*Problems to solve:*
a: Answer these questions from the qualifying report:
(i) Which team withdrew the No. 96 Ferrari from the race?
(ii) What lap time did Brabham set to take provisional pole position in LMP2?
(iii) At which turn did Mike Newton's No. 25 RML entry crash?
b: Extend the qualifying report, picking up after its final sentence.

*Document segment:*
Russo was taken to the medical centre after the session and found to be unharmed. Due to heavy damage to the car and a lack of spare parts, AF Corse withdrew the No. 96 Ferrari from the race. Following an earlier downpour, the circuit was damp for the second session on June 10, but it quickly dried as qualifying progressed. Wurz led the session with a 3 minutes, 23.238 seconds lap, but the No. 1 Peugeot remained second overall after Wurz was unable to lap faster amongst slower cars. The sister Peugeots of Sarrazin and Simon Pagenaud were second and third. Brabham gave the debuting Highcroft HPD ARX-01C entry provisional pole position in LMP2 with an improved lap of 3 minutes, 34.537 seconds, overtaking Strakka's car by 1.6 seconds. The Quifel ASM Team Ginetta remained third in category. In LMGT1, Bas Leinders moved the No. 70 Marc VDS Racing Team Ford GT past the No. 60 Matech car to second in class behind Enge's category-leading Young Driver AMR Aston Martin. Similarly, AF Corse SRL's No. 95 Ferrari of Toni Vilander took second in LMGT2 with a lap almost three seconds faster and gained four positions in class. Despite crashes for Manuel Rodrigues' No. 13 Kolles Audi in the Porsche Curves, the No. 13 Rebellion Racing Lola B10/60 of Jean-Christophe Boullion at Karting corner, Mike Newton's No. 25 RML entry at Tertre Rouge turn and a collision between Jacques Nicolet and Stephane Salini on the inside at the Ford chicane, the session was not halted.

*Recorded information:*
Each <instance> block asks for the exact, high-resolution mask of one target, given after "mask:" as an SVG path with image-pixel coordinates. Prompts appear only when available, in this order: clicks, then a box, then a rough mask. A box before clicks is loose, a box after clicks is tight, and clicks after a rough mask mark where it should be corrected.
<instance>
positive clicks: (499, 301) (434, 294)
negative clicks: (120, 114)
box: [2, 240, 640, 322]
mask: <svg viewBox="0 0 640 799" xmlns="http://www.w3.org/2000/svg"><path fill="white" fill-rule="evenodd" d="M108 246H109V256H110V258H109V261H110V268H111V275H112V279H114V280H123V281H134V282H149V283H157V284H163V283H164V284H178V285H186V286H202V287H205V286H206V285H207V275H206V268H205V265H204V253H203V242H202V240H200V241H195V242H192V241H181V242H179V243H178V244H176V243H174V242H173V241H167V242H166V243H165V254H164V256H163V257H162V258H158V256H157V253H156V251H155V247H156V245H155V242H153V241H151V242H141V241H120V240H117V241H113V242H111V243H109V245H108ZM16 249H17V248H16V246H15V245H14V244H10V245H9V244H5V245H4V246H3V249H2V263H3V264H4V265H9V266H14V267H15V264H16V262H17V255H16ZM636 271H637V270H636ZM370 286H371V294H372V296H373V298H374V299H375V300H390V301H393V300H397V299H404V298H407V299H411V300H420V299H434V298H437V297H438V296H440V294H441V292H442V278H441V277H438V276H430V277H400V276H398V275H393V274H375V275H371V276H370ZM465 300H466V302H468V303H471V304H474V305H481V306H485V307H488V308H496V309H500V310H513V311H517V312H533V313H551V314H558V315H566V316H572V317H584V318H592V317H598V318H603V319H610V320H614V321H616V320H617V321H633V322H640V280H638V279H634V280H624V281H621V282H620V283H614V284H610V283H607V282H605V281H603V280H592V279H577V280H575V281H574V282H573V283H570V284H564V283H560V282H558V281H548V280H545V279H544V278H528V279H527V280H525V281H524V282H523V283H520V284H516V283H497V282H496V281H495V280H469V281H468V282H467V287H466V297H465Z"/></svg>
...
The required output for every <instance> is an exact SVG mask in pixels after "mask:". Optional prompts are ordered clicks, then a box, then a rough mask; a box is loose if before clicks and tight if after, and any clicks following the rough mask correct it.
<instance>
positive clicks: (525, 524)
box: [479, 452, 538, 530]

*Answers to each task:*
a:
(i) AF Corse
(ii) 3 minutes, 34.537 seconds
(iii) Tertre Rouge turn

b:
The weather remained dry for the final session that night. Only a few cars improved their lap times, and Bourdais' pole position time from the first session was not improved upon. Peugeot achieved their fourth successive pole position at Le Mans. Bourdais' No. 3 Peugeot led the session with the day's quickest lap, a 3 minutes, 20.212 seconds. Audi improved all three of their cars during the session to be 2.2 seconds behind the four Peugeots. Rockenfeller's No. 9 Audi qualified fifth, with McNish's No. 7 car sixth and Marcel Fässler's No. 8 entry seventh. In LMP2, HPD-powered cars took the first three places. Watts set a 3 minutes, 33.079 seconds lap in Strakka's car in the final hour for the category pole. Due to traffic, Brabham was unable to better Highcroft's lap and finished second. Enge's first session lap in the Young Driver AMR Aston Martin was unopposed in LMGT1, giving him his sixth category pole position in eight years. The Marc VDS Ford was second after Leinders' second session lap, and Grosjean improved the No. 60 Matech Ford's best lap to third. Bruni's No. 82 Risi Ferrari retained the LMGT2 lead despite setting no laps during the session due to its race-specific gearbox and engine. The two Corvettes of Oliver Gavin and Antonio García overtook the No. 95 AF Corse SRL Ferrari for second and third in category. There were fewer incidents during the session as teams concentrated on the race.

Post-qualifying
After the third qualifying session, the No. 82 Risi Ferrari was subjected to an ACO scrutineering inspection. Marshals failed the car's inspection because the gurney flap on the rear wing was  too low, demoting the vehicle to the back of the LMGT2 starting order. The No. 64 Corvette was promoted to pole position in LMGT2, with the sister No. 63 car second in class. The No. 13 Rebellion Lola car's tub was sent to a nearby carbon fibre workshop because a small hole needed repairing.

Qualifying results
Pole position winners in each class are indicated in bold. The fastest time set by each entry is denoted in gray.

Warm-up
There was one 45-minute warm-up session held on the morning of June 12. Due to a wet track caused by overnight rain, cars were driven on intermediate rain tyres, and several drivers were caught out by the damp surface. Audi and Peugeot traded fastest laps until McNish's No. 7 Audi lapped quickest overall at 3 minutes, 51.401 seconds. In second place, was Gené's No. 1 Peugeot, and his teammate Montagny's No. 3 entry in third. The quickest LMP2 time was a 4 minutes, 8.262 seconds set by Marco Werner in Highcroft's entry over Erdos' second-placed RML car. Leinders' Marc VDS Ford GT was fastest in LMGT1 while Jean Alesi 's No. 95 AF Corse SRL Ferrari led in LMGT2. Tim Greaves damaged the No. 41 Team Bruichladdich Ginetta-Zytek vehicle's front-left and the No. 73 LAA Corvette had a left-rear puncture.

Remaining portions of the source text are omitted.